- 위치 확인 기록
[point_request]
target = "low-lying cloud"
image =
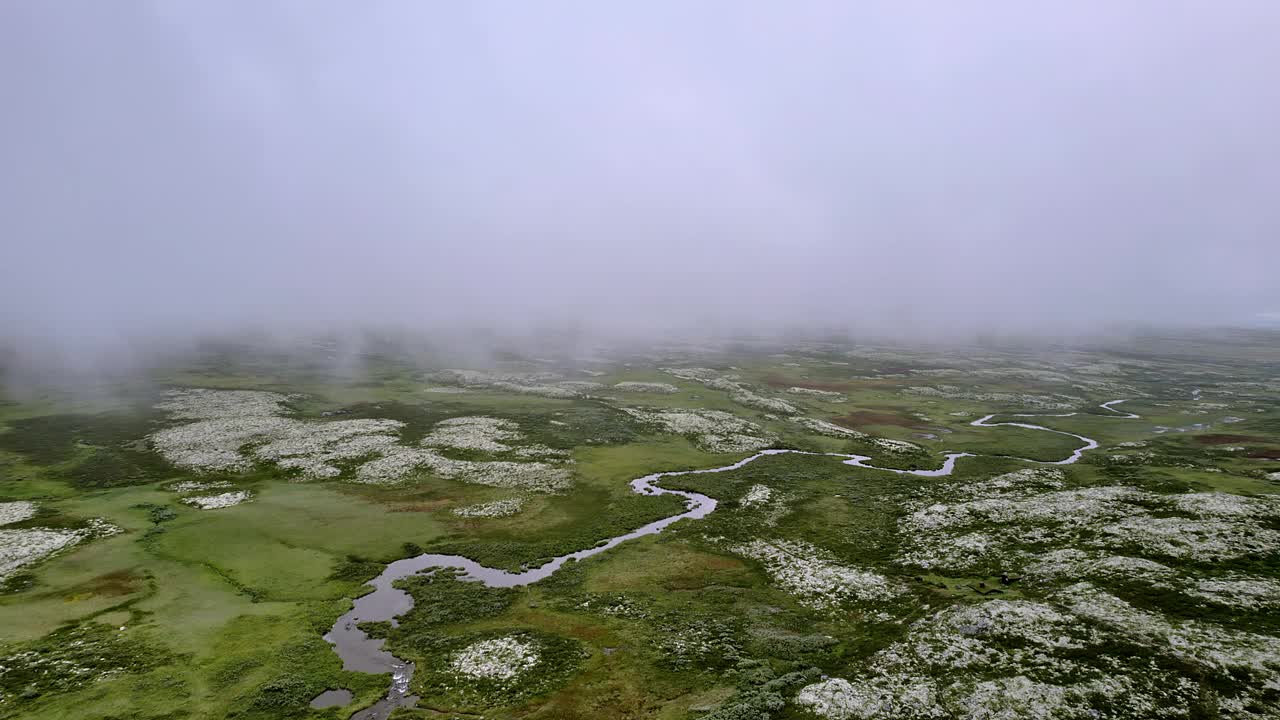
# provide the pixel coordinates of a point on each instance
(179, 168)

* * *

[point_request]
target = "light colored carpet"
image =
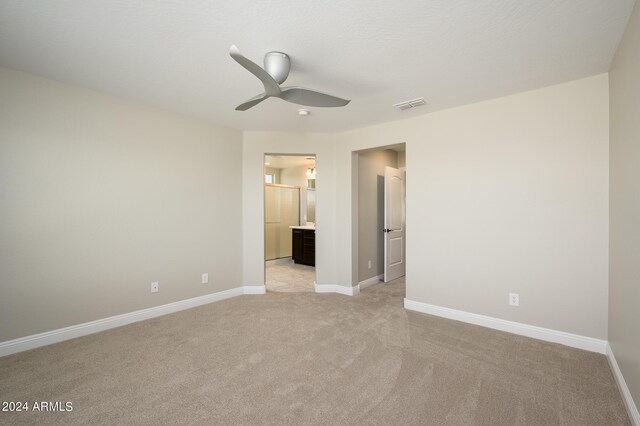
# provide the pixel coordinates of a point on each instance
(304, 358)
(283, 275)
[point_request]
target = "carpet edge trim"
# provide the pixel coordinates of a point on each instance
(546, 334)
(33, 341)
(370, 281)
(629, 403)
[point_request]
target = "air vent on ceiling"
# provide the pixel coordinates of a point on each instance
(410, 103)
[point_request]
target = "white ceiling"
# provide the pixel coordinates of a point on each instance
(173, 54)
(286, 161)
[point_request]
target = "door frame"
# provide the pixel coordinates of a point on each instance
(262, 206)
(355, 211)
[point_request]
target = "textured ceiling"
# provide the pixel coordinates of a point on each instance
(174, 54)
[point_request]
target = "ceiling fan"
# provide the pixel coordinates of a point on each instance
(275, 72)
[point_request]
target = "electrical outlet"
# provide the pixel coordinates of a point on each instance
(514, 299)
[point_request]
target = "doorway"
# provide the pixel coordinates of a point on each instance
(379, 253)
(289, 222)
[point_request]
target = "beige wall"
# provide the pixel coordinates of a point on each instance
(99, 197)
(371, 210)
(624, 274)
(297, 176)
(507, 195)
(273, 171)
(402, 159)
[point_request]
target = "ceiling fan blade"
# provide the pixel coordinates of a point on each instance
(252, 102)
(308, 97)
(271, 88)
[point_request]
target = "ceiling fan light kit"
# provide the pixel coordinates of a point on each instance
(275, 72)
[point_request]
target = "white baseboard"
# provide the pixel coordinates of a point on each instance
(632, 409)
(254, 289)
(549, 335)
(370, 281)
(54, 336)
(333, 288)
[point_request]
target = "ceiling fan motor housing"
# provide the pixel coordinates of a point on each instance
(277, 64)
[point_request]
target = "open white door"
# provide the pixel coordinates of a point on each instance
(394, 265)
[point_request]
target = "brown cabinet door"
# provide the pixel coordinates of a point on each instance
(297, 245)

==

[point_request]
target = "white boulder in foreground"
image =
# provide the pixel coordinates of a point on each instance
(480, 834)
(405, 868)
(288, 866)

- 할 일
위의 행들에서 "white"라는 단어가 들어 있는 줄이 몇 개인지 세어 숫자만 적으세요. 대문자와 소문자는 구별합니다.

- 완성된 답
4